INSTRUCTION.
Answer these questions from the interview with the fiber artist below:
1. Who does the artist say has truly guided this endeavor?
2. What does the artist say informs the art making much more than looking at art?
3. What dye was used on the felted hollow forms in "Depletion"?

In the path you took to become a fiber artist, was there an event, a project or a person fundamental to your professional growth?

I do feel like I have a lot of people to thank for my path to fiber arts. Growing up in Sweden I watched my mother and grandmother weaving while surrounded by Josef Frank fabrics and this certainly started my love of fiber. As I got older I noticed that my favorite artists, including Magdalena Abakanovicz, used fibers in their work and this started to intrigue me more as I grew as an artist. Throughout my education as an artist, I have been so lucky to have amazing teachers and mentors like Charlie Swanson, Gail Fredell, and Jack Massey who have inspired me. In terms of a person who has truly guided me in this endeavour, it has been Charlotte Hamlin: my professor, my sometime colleague, my friend, my advisor, and just a super person. Without her guidance, support, and intelligence I would not be where I am today.

“Depletion” is a wall sculpture consisting of felted and indigo dyed hollow forms, copyright Anna Kristina Goransson

“Depletion – detail” is a wall sculpture consisting of felted and indigo dyed hollow forms, copyright Anna Kristina Goransson

What are your sources of inspiration? How do you choose the subjects of your work? Are there artists or artistic currents that inspire you?

Most of my work is a combination of looking at nature’s wonder, drawing in my sketchbook, and finding ways to combine an emotional topic with the patterns and forms of nature.  While I am making a piece I have a lot of hours to think and things tend to evolve in my mind and I start working between my sketchbook and day-dreaming (for lack of a better term). I do love looking at art but it doesn’t really inspire my creative process. A walk in the woods or looking at trees informs my art making much more.

“Defenses”, copyright Anna Kristina Goransson

“Defenses – detail”, copyright Anna Kristina Goransson

Can you tell us about your sculpture A Well Balanced Life?

This piece came out of feeling overwhelmed by many things in life. Being a mother, a wife, an artist, a daughter…it all can seem to be too much sometimes. I was thinking how people always say to me, “How do you do it all?” and in my mind I think, “Well, I don’t do it all and what I do is all half-assed and I usually feel in a delicate balance between sanity and just crumbling, like a pile of rocks about to fall”. Hence, I made the piece “A Well Balanced Life?”. It is also questioning the ever present pressure of having a well balanced life which seems, in fact, impossible.

“A Well Balanced Life?detail, is an installation of felted and dyed hollow “rocks” that seemingly balance in a tall, precarious stack. Copyright Anna Kristina Goransson

“A Well Balanced Life?detail, is an installation of felted and dyed hollow “rocks” that seemingly balance in a tall, precarious stack. Copyright Anna Kristina Goransson

 

What is, in your opinion, the relationship between art and craftsmanship? How important are they for you and what role do craft techniques play in the creation of your felt works?

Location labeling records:
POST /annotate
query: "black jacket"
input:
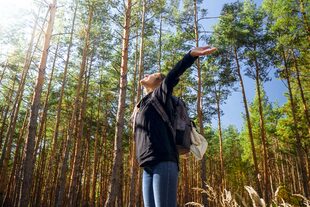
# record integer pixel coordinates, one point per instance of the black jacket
(154, 140)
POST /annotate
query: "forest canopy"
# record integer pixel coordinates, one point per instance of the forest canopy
(69, 80)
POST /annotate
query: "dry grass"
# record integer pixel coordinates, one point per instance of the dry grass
(281, 198)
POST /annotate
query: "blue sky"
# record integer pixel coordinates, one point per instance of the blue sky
(234, 108)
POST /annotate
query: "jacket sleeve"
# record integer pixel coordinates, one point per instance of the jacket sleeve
(166, 88)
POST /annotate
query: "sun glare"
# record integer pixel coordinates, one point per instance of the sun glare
(11, 10)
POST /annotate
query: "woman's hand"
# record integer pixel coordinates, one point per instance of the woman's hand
(201, 51)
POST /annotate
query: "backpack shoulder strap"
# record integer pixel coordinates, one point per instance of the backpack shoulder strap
(159, 108)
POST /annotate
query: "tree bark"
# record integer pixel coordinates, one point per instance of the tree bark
(222, 174)
(299, 148)
(28, 163)
(77, 116)
(262, 134)
(249, 124)
(117, 161)
(303, 98)
(199, 106)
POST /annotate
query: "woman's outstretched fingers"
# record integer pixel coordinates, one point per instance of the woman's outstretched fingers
(200, 51)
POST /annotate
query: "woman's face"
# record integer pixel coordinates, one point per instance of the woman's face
(151, 81)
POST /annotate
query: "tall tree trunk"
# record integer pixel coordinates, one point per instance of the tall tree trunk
(304, 16)
(117, 161)
(222, 174)
(49, 192)
(77, 116)
(249, 124)
(28, 163)
(199, 106)
(6, 150)
(3, 177)
(12, 184)
(133, 161)
(262, 134)
(96, 153)
(303, 98)
(160, 42)
(299, 148)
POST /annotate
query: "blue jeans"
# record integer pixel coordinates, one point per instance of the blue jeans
(159, 185)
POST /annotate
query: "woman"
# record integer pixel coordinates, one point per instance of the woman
(155, 149)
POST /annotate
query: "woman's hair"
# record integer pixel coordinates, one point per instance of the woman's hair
(162, 77)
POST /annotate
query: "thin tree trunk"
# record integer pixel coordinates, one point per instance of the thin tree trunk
(249, 124)
(263, 135)
(45, 106)
(133, 165)
(6, 150)
(28, 163)
(222, 174)
(199, 106)
(160, 42)
(117, 162)
(96, 153)
(299, 148)
(304, 16)
(49, 194)
(303, 98)
(77, 117)
(12, 184)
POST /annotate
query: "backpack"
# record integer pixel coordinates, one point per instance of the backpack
(181, 125)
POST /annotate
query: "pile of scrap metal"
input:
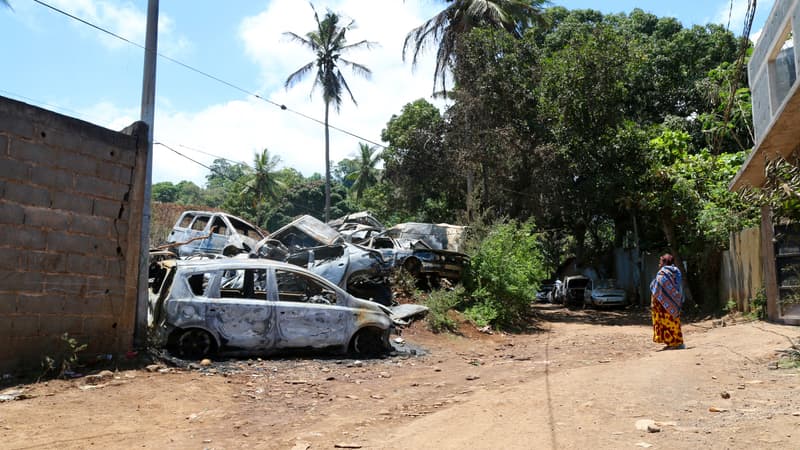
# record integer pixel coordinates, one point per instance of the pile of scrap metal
(215, 288)
(310, 243)
(427, 251)
(305, 242)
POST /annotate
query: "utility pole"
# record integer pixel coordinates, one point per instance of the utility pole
(148, 117)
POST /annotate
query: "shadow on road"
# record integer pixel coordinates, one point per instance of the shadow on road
(606, 316)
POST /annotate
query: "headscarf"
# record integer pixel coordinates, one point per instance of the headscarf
(666, 289)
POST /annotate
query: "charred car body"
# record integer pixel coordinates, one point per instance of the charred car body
(205, 232)
(308, 242)
(416, 257)
(425, 250)
(572, 290)
(604, 292)
(262, 306)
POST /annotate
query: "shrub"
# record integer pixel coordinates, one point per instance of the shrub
(504, 274)
(439, 302)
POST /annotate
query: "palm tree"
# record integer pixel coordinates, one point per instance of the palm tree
(459, 18)
(328, 42)
(365, 173)
(262, 181)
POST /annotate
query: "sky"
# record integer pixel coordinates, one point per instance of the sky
(55, 62)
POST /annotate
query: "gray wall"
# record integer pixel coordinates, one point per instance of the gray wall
(71, 196)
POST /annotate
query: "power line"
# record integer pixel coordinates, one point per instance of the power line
(208, 75)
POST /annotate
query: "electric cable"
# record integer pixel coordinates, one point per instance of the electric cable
(208, 75)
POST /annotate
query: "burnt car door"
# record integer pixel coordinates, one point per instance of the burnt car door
(238, 309)
(308, 312)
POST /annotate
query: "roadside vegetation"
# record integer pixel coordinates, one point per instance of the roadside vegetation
(572, 132)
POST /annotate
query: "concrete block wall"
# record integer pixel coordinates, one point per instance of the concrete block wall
(71, 197)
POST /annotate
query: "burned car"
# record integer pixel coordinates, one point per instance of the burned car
(418, 258)
(604, 293)
(308, 242)
(260, 306)
(572, 290)
(205, 232)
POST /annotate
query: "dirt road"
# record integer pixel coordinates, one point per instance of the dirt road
(582, 379)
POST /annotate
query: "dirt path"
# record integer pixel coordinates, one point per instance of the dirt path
(581, 381)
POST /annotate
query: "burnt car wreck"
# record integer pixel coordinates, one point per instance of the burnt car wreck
(253, 305)
(427, 251)
(310, 243)
(214, 288)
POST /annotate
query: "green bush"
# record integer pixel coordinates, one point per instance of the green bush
(439, 302)
(504, 274)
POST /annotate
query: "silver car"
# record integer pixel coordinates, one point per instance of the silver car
(604, 293)
(260, 306)
(206, 232)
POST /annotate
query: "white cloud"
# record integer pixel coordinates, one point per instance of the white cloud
(124, 19)
(238, 128)
(736, 13)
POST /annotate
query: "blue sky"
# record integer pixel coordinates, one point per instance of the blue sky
(57, 63)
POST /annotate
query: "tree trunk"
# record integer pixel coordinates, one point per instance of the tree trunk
(669, 232)
(327, 166)
(469, 196)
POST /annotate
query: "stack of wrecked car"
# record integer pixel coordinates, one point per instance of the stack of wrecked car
(212, 233)
(427, 251)
(310, 243)
(251, 305)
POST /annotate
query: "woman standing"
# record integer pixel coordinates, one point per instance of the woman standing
(666, 304)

FULL OUTPUT.
1. Charlotte Hamlin
2. A walk in the woods or looking at trees
3. Indigo